**ABOUT THIS EXERCISE**. Which lines of the listing hold the string "point"? Show each of them.

**RECORD EXTRACTS**.
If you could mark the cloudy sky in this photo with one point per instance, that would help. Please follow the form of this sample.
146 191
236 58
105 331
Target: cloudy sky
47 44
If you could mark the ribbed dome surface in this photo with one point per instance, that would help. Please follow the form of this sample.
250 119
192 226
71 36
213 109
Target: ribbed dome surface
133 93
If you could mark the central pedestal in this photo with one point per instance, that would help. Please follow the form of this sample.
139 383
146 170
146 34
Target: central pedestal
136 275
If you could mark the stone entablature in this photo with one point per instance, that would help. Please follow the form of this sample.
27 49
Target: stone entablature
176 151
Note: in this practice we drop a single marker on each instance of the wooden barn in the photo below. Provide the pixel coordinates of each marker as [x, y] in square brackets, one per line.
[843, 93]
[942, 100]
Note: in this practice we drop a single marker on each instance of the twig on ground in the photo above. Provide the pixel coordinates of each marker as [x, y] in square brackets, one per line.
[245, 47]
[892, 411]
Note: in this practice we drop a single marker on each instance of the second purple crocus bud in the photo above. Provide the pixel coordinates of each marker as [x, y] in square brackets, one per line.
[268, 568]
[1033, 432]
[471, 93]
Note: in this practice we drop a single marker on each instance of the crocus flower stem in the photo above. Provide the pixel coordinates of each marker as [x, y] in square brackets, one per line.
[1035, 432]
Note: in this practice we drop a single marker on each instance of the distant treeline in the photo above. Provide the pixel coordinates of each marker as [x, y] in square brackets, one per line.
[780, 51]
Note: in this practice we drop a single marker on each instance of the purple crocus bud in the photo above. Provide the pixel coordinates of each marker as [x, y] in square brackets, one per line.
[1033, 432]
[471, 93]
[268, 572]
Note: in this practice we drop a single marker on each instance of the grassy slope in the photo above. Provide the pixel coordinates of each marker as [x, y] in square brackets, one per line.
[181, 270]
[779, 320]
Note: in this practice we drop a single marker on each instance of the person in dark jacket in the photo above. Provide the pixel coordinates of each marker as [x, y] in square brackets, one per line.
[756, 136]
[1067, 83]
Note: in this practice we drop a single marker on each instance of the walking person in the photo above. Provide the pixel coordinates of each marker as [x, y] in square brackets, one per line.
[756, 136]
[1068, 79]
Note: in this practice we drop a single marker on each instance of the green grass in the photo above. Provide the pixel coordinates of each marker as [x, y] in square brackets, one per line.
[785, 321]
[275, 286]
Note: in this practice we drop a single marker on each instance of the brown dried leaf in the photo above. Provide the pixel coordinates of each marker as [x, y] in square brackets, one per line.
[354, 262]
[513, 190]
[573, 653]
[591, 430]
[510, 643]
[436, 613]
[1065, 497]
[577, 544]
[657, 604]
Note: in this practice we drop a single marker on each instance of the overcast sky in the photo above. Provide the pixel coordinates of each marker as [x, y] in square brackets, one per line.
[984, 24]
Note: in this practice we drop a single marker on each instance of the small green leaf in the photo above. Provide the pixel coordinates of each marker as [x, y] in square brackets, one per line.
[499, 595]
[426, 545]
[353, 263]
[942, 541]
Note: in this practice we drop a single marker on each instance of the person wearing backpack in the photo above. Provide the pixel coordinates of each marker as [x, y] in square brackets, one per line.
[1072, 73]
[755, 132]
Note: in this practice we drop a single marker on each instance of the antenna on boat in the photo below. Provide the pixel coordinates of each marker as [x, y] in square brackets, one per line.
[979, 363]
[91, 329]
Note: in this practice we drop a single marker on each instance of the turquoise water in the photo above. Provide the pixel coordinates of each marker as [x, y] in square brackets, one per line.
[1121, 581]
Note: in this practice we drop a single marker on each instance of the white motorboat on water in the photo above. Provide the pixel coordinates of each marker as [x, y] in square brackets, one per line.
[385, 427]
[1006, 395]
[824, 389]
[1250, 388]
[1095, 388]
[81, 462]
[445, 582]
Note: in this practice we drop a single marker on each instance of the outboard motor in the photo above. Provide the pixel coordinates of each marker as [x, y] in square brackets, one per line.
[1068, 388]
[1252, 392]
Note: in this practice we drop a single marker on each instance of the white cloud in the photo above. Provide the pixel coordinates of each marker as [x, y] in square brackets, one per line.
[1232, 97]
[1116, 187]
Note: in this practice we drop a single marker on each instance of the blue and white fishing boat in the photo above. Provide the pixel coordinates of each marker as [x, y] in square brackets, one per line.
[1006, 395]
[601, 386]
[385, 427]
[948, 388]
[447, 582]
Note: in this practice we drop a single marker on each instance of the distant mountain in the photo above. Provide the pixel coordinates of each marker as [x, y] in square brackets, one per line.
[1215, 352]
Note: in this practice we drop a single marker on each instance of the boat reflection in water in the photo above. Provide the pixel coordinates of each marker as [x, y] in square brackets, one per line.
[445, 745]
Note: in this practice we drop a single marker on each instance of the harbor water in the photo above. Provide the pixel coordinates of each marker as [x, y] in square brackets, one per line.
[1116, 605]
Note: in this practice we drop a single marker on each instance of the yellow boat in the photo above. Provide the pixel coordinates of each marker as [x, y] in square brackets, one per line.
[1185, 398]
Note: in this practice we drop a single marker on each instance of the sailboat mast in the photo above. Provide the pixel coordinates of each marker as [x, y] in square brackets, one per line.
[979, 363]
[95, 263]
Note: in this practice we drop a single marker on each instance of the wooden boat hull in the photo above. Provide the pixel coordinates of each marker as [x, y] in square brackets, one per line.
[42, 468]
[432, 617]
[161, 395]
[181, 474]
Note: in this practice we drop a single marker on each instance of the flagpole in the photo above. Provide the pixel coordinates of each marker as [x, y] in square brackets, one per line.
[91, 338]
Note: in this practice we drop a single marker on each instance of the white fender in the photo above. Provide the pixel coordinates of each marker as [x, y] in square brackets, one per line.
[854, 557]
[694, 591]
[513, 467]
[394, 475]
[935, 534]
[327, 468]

**RESPONSE TO THE TASK**.
If you could mark the cloudy sky in this photo with one point per instance, that would help. Please follow the form of this sample.
If you could mark the ribbed dome surface in this photo with one point per instance, that would help. Please follow the form of this sample.
If you could mark the central pedestal in this photo with one point per instance, that would help. Please follow the form of this sample.
If you could mark the stone entablature in this photo with one point per instance, that would help. Please follow the form of this sample.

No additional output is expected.